* **Extracted material**:
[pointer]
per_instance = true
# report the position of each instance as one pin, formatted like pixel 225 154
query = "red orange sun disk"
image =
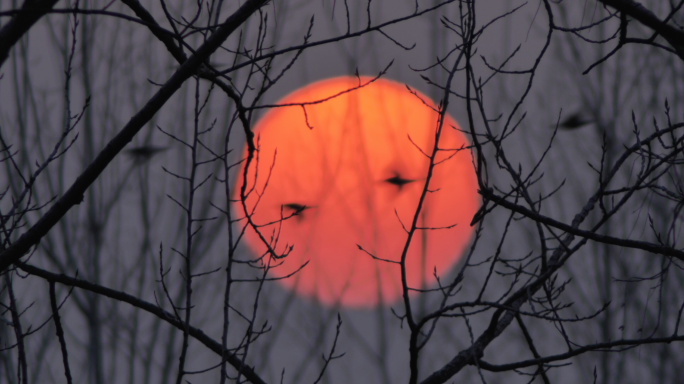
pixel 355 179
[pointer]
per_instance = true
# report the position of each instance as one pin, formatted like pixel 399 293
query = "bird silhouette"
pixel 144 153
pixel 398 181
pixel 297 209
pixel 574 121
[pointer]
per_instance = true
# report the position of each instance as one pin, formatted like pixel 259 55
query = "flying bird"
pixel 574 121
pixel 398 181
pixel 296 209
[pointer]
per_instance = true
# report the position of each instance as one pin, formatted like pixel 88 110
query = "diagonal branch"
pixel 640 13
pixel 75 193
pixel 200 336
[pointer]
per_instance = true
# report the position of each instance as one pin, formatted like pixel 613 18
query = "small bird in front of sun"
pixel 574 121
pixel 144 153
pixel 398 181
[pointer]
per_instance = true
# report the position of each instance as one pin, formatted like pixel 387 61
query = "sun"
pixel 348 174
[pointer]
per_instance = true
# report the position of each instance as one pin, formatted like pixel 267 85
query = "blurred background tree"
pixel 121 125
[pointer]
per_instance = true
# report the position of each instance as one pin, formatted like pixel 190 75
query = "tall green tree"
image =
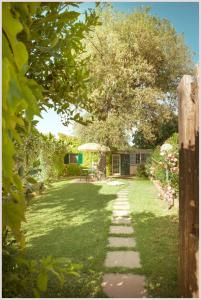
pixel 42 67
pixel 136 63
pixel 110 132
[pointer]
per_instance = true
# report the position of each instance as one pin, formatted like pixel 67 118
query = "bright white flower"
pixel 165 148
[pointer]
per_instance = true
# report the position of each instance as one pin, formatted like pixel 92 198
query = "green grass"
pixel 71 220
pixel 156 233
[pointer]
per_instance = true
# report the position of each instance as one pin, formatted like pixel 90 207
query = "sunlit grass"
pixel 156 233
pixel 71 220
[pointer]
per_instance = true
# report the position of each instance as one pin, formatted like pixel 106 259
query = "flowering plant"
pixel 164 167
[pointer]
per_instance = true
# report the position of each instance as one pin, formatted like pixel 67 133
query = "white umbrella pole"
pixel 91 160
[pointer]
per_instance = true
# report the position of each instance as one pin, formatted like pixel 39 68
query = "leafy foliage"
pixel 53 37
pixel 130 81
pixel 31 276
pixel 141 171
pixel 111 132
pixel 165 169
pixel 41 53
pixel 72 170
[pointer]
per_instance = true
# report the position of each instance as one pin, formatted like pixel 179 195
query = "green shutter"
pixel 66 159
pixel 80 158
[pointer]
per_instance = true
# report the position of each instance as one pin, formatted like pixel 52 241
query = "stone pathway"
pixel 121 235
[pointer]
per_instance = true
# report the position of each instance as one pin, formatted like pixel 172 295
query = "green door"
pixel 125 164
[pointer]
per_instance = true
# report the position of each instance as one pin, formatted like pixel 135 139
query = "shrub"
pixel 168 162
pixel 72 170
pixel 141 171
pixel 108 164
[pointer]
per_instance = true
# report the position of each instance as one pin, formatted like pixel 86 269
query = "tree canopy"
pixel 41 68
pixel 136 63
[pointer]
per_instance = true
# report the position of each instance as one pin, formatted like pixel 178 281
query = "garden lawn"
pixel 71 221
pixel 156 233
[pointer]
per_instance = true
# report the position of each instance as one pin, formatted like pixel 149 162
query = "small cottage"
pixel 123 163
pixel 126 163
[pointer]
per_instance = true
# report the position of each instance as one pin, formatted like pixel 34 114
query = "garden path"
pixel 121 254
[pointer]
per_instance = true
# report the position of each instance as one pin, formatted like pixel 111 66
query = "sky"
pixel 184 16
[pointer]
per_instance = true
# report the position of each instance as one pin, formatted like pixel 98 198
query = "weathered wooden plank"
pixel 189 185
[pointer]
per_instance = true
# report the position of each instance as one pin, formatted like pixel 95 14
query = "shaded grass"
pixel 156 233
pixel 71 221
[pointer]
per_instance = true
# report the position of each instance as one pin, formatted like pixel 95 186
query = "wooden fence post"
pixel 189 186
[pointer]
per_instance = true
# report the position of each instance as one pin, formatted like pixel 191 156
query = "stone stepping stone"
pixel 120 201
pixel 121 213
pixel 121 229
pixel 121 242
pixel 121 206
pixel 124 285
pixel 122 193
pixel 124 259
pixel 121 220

* **Activity**: The whole listing above is to be printed again exactly; pictures stay out of it.

* **Result of the task**:
[pointer]
per_instance = true
# report the position of each instance as one pin, formatted like pixel 225 154
query = "red orange sun disk"
image =
pixel 355 179
[pointer]
per_instance = true
# report the position of each instance as one pin, formatted like pixel 399 293
query = "bird silhouette"
pixel 144 153
pixel 398 181
pixel 297 209
pixel 574 121
[pointer]
per_instance = true
# report the position of each instance as one pin, formatted like pixel 259 55
query = "flying bird"
pixel 574 121
pixel 398 181
pixel 296 209
[pointer]
per_instance = true
# report the position of each instance as one pin, formatted like pixel 88 110
query = "diagonal branch"
pixel 640 13
pixel 75 193
pixel 200 336
[pointer]
per_instance = true
# report the position of each instance as one pin, formatted like pixel 613 18
query = "small bird in front of sun"
pixel 574 121
pixel 144 153
pixel 398 181
[pointer]
per_instance = true
# report the position of each instance as one pin, formatted like pixel 387 61
query = "sun"
pixel 348 174
[pointer]
per_instance = true
# report the position of each instance as one pin, formatted like pixel 267 85
query = "blurred background tree"
pixel 121 125
[pointer]
per_instance = true
# report the position of each instance as one pin, formatted like pixel 190 75
query = "tall green tree"
image =
pixel 42 67
pixel 136 63
pixel 110 132
[pointer]
per_instance = true
# report the position of each instance as one pin, formatted like pixel 67 118
query = "bright white flower"
pixel 165 148
[pointer]
per_instance = true
# report the position of each instance as one pin, formatted like pixel 92 198
query = "green grass"
pixel 71 220
pixel 156 233
[pointer]
per_instance = true
# report the position of each instance as one pin, formatted like pixel 90 207
query = "sunlit grass"
pixel 156 233
pixel 71 220
[pointer]
per_instance = true
# report the position of each instance as one pin, formatted like pixel 106 259
query = "flowering plant"
pixel 164 167
[pointer]
per_instance = true
# report the position of each instance as one pin, formatted like pixel 67 133
query = "white umbrella pole"
pixel 91 160
[pointer]
per_instance = true
# report the position of each instance as one pin, formatted like pixel 39 68
query = "leafy foliage"
pixel 53 37
pixel 130 81
pixel 31 276
pixel 141 171
pixel 111 132
pixel 165 169
pixel 41 53
pixel 72 170
[pointer]
per_instance = true
# report the position of each instance as one pin, formatted like pixel 179 195
query = "green shutter"
pixel 66 159
pixel 80 158
[pointer]
per_instance = true
# report the position of each instance as one pin, formatted like pixel 52 241
query = "stone pathway"
pixel 121 235
[pointer]
per_instance = true
# report the position of each instance as one pin, formatted like pixel 172 295
query = "green door"
pixel 125 164
[pointer]
per_instance = true
# report the position of each instance as one pin, formatted like pixel 135 139
query = "shrub"
pixel 168 162
pixel 72 170
pixel 141 171
pixel 108 164
[pointer]
per_instance = true
# report the position of each instance as one pin, formatted like pixel 86 269
query = "tree canopy"
pixel 41 68
pixel 136 63
[pointer]
per_instance = true
# report the position of each instance as one pin, formatted like pixel 178 281
query = "garden lawn"
pixel 71 221
pixel 156 233
[pointer]
per_instance = true
# report the position of each instance as one pin, formatted like pixel 149 162
query = "small cottage"
pixel 123 163
pixel 126 163
[pointer]
per_instance = true
# report the position of each instance as one pin, formatted like pixel 34 114
query = "garden path"
pixel 121 254
[pointer]
per_instance = true
# report the position of each instance as one pin, formatted like pixel 111 66
query = "sky"
pixel 184 16
[pointer]
per_instance = true
# report the position of each instance as one pin, formatted like pixel 98 198
query = "weathered wooden plank"
pixel 189 185
[pointer]
per_instance = true
# report the position of each instance as one pin, formatted like pixel 95 14
query = "shaded grass"
pixel 156 233
pixel 71 221
[pointer]
per_instance = true
# report the position of each instance as one pin, formatted like pixel 95 186
query = "wooden fence post"
pixel 189 186
[pointer]
per_instance = true
# report the position of each instance as one pin, formatted like pixel 191 156
query = "stone stepping stone"
pixel 120 201
pixel 121 213
pixel 121 229
pixel 121 242
pixel 121 206
pixel 124 285
pixel 122 193
pixel 124 259
pixel 121 220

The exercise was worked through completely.